My blog 'readership' (shame on me for using such a stuffy term!) primarily consists of preparers, auditors and journalists. But, for those intrepid analysts who actually do read my blog, this week I have something especially for you! I humbly offer you a list of red flags for you to think about adding to your own personal collection.
But first, permit me this minor rant.
I have given some thought as to why analysts may be somewhat indifferent to my commentary – or more importantly, why very few submit comments of their own on SEC/FASB rulemaking proposals. My gut feeling is that analysts tend not to create much value for themselves by taking time to think about what financial reporting should be. To do so would just take time away from one's core activity of decoding the steady stream of dressed-up offal, prepared according to the latest financial reporting recipe book and tastily seasoned by management.
My objective in pointing this out is to make the point that it is a grave mistake for policy makers to believe that analysts are interested in accounting rules that make the world a better place. Just like most everyone else, financial analysts are focused like laser beams on creating value for themselves. The policy implication is that, instead of pining for more comment letters from investors, the FASB and SEC (and IASB) should acknowledge the free rider problem in their 'due process' deliberations. To my way of thinking, investor protection is usually accomplished by the exercise of common sense a la Justice Louis Brandeis' sunlight being the best disinfectant rule of thumb, and policymakers should have the gumption to act accordingly. Comment letters from special interests urging some other path are dross, even if they outnumber investor comments by a margin of 100 to 1.
Now, on to the red flags.

▶ ROWS
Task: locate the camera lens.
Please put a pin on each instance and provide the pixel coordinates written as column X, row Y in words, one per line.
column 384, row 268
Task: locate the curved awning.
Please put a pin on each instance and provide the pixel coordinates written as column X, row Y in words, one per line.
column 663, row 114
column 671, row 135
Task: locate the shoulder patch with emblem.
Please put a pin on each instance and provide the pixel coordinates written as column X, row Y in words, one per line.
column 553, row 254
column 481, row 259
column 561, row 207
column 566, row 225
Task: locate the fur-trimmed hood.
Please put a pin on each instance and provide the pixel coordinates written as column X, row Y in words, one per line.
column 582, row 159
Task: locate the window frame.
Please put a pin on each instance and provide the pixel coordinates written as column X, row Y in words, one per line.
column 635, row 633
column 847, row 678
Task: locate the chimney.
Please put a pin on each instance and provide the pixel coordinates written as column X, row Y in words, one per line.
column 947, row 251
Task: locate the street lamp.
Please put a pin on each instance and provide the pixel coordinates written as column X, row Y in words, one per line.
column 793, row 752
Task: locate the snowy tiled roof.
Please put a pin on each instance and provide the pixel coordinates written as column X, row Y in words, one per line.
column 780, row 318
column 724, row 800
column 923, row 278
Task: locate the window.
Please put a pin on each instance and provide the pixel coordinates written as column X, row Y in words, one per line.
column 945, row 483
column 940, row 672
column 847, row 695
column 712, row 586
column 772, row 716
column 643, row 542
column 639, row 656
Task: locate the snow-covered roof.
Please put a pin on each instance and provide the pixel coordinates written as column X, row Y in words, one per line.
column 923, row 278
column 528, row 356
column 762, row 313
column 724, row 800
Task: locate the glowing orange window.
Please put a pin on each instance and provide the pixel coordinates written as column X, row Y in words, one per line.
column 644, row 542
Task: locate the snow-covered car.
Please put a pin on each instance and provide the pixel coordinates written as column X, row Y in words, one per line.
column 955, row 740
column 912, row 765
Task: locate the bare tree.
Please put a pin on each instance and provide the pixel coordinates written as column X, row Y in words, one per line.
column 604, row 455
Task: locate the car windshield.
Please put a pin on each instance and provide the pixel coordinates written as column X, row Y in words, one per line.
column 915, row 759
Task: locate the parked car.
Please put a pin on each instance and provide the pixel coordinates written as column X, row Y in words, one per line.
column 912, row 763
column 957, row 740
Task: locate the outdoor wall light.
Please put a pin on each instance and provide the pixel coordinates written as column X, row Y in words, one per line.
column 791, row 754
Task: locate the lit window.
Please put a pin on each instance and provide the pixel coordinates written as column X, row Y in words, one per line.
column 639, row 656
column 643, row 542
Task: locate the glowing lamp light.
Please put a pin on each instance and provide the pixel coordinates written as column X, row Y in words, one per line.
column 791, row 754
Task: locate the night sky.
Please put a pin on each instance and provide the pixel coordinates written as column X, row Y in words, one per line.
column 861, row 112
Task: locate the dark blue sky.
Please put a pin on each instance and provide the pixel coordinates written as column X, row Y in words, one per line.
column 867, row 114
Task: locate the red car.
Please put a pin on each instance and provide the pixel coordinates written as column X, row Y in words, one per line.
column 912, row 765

▶ WRITTEN REQUEST 1
According to the blog post on analysts and financial reporting, who mainly makes up the blog's readership?
▶ WRITTEN REQUEST 2
Carry on the blog post about analysts and financial reporting, picking up after its last line.

▶ WRITTEN ANSWER 1
Preparers, auditors and journalists.

▶ WRITTEN ANSWER 2
#5 – Younger companies meeting growth projections for the umpteenth time in a row. I am suspicious when a relatively young company has consistently generated above average returns even while its product portfolio is clearly maturing, and its industry has become more competitive. It is often the case that management seeks to extend its recent record of rapid growth in sales and profitability by unconventional means, because it has not been able to identify investment opportunities within its historical core competency (generally, some form of cost reduction or product differentiation strategy). That's when the earnings games begin: aggressive estimates, drawing down 'earnings banks', selling assets for accounting gains, taking on excess leverage, or entering into byzantine financial transactions.
The Apollo Group, which I wrote about regarding the SEC's investigation into its revenue recognition policies, seems to fit the profile. It entered the for-profit college degree business when it was still young, and appears to have established the model for later entrants to emulate. Moreover, one of its more distinctive products, online classes, seems to be becoming commoditized as non-for-profits have undertaken changes in their "business models" to better respond to the needs of part-time and geographically distant students.
#4 – Management has adopted a minimalist approach to disclosure. My suspicions, and my hackles, are raised by multibillion dollar companies claiming that they have only one reportable segment. Some might say that that management, by evading segment disclosure, is fighting the good fight so as to prevent actionable information from falling into the hands of competitors. But, something is rotten in Denmark when companies alter their internal communications for the apparent purpose of floating a disingenuous tale that their "chief operating decision maker" is willingly in the dark when it comes to significant components of its operations.
When ITT Educational Services Inc. reports having an executive officer of its "online division," yet implicitly claims that it has no obligation to provide disaggregated information on that part of their business (either in MD&A, or the financial statement notes), I become suspicious. Although Apollo does provide some segment disclosures, its annual report is notably silent on the effects of online courses on recent earnings trends. (Some unsolicited advice to both companies: I respectfully suggest that they read the SEC's enforcement release regarding Sony's MD&A deficiencies and take heed. All it could take is one impairment charge or restructuring to put the Enforcement Division on their tails for similar omissions.)
I also blanch at boilerplate MD&As, particularly when no overview section is provided, the summaries of critical accounting policies are rote recitations of standard GAAP, and mechanical recitations of numbers masquerade as "analysis."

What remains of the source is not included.